## [WHAT TO DO]
The line with "If you would be willing to tag the utility" marks the start; write out that line and all following lines through the end of the listing, exactly.

----

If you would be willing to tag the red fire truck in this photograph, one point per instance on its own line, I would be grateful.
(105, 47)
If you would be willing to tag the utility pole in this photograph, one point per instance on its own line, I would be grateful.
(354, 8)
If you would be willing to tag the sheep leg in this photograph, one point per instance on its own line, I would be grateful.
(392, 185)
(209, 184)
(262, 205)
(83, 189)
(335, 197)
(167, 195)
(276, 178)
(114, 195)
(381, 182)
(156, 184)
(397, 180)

----

## [ANSWER BOX]
If you would be willing to tag the utility pole in this photograph, one point per instance on its own line, I would be grateful.
(354, 8)
If you would be willing to tag the sheep leg in this photograph, one point per instance on its own line, I would be grateful.
(392, 185)
(209, 184)
(262, 205)
(83, 189)
(335, 197)
(167, 195)
(276, 178)
(114, 195)
(381, 182)
(156, 184)
(397, 180)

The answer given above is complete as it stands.